• **What is needed**:
In the lines below, change "palm tree" to "coconut palm" wherever it appears, keep everything else the same, and leave the pictures out.
#### Supplied entries
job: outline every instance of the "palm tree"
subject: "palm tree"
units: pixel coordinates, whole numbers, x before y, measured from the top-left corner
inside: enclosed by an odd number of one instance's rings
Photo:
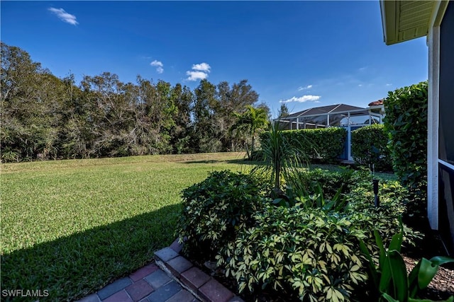
[[[236,122],[231,127],[231,131],[236,130],[237,134],[241,132],[247,132],[251,139],[250,154],[246,144],[246,152],[249,158],[254,154],[254,146],[255,145],[255,135],[259,129],[263,129],[268,125],[268,115],[265,108],[255,108],[251,105],[246,107],[246,111],[243,113],[233,112],[236,117]]]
########
• **Solved exercise**:
job: outline every instance of the "coconut palm"
subject: "coconut palm"
units: pixel coordinates, whole numbers, x before y, measured from the top-left corner
inside: enclosed by an odd number of one instance's rings
Photo:
[[[236,122],[231,127],[231,131],[236,130],[237,134],[241,132],[247,132],[251,139],[250,154],[246,144],[246,152],[249,158],[254,154],[254,146],[255,145],[255,135],[259,129],[263,129],[268,125],[268,115],[265,108],[255,108],[251,105],[246,107],[246,111],[243,113],[233,112],[236,117]]]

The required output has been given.